### Problem to work on
Scale up the answer coordinates in the data below: write out all of the data again in full, with each answer coordinate multiplied by 2.35 and rounded to a whole number (halves round up). Leave every other line unchanged, and leave the pictures out.

### Records for this exercise

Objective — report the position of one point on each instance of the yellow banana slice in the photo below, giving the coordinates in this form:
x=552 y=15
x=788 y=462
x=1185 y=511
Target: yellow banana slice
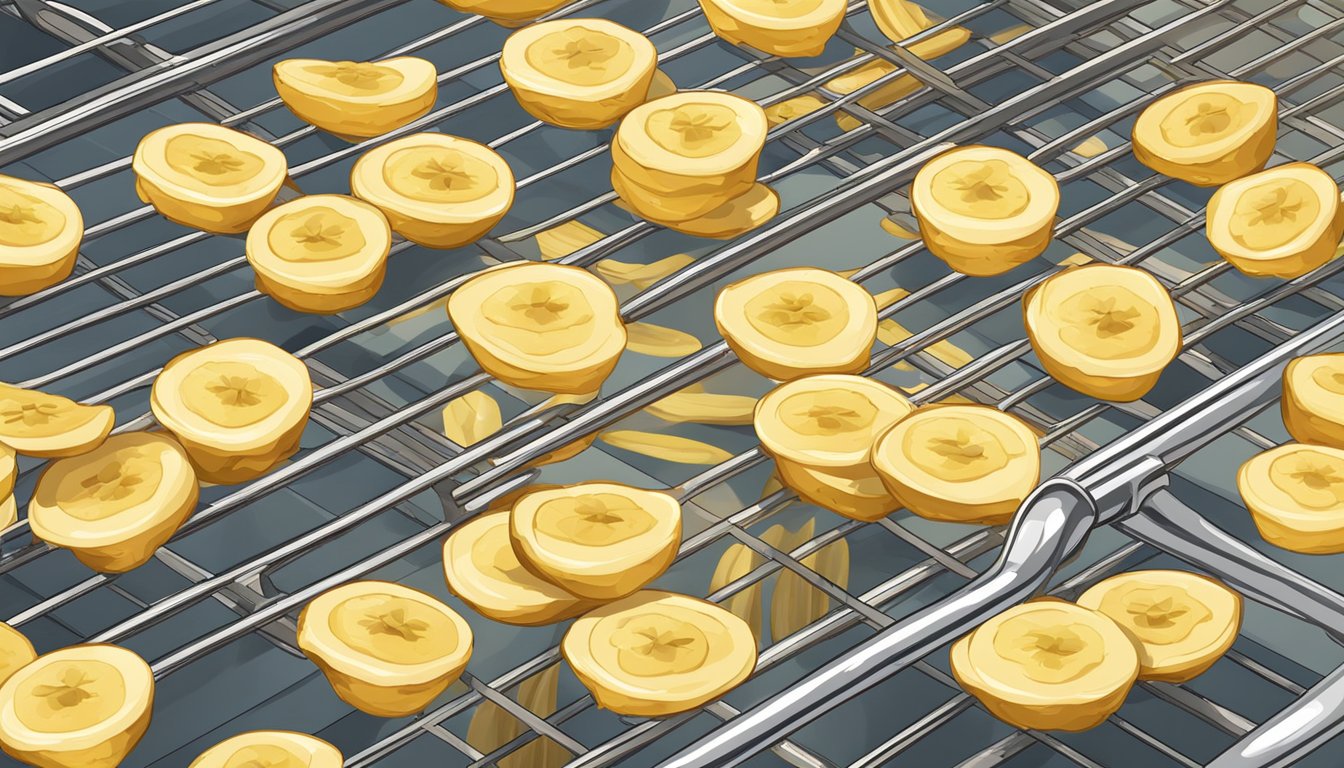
x=655 y=653
x=50 y=427
x=472 y=417
x=961 y=463
x=660 y=342
x=436 y=190
x=15 y=651
x=788 y=28
x=1047 y=665
x=796 y=322
x=507 y=12
x=1106 y=331
x=984 y=210
x=1182 y=622
x=898 y=88
x=730 y=219
x=1281 y=222
x=321 y=253
x=84 y=706
x=598 y=541
x=682 y=156
x=640 y=275
x=1296 y=496
x=208 y=176
x=483 y=569
x=270 y=749
x=238 y=406
x=820 y=432
x=704 y=408
x=386 y=650
x=40 y=230
x=8 y=472
x=540 y=326
x=563 y=240
x=578 y=73
x=356 y=98
x=665 y=447
x=116 y=505
x=793 y=108
x=1208 y=133
x=1313 y=400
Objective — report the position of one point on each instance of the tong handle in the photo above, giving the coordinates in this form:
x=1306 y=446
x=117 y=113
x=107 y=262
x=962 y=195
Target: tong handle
x=1051 y=526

### Solution for this problem
Objective — report the position of one point on each instance of the yellow banana slice in the photo below, giving the coordinates in this form:
x=552 y=15
x=788 y=462
x=1185 y=511
Target: yellow banana slice
x=1539 y=1535
x=118 y=1003
x=1109 y=980
x=2258 y=1088
x=1551 y=804
x=1025 y=447
x=35 y=1530
x=1852 y=66
x=2460 y=1563
x=1871 y=757
x=1191 y=28
x=2599 y=778
x=2312 y=494
x=2778 y=1462
x=2110 y=207
x=1716 y=515
x=3010 y=522
x=754 y=595
x=197 y=1659
x=1405 y=1271
x=1603 y=367
x=1504 y=646
x=3046 y=1166
x=489 y=414
x=1135 y=1337
x=635 y=1760
x=559 y=954
x=1927 y=1015
x=1654 y=959
x=907 y=1528
x=94 y=541
x=19 y=1109
x=1269 y=766
x=1323 y=564
x=1358 y=172
x=837 y=230
x=1563 y=1050
x=273 y=1187
x=1864 y=254
x=2839 y=313
x=3086 y=940
Objective — report the position of one point on each instance of the tong handle in the photo above, giving the coordinates in this form:
x=1306 y=446
x=117 y=113
x=107 y=262
x=962 y=195
Target: tong handle
x=2470 y=1236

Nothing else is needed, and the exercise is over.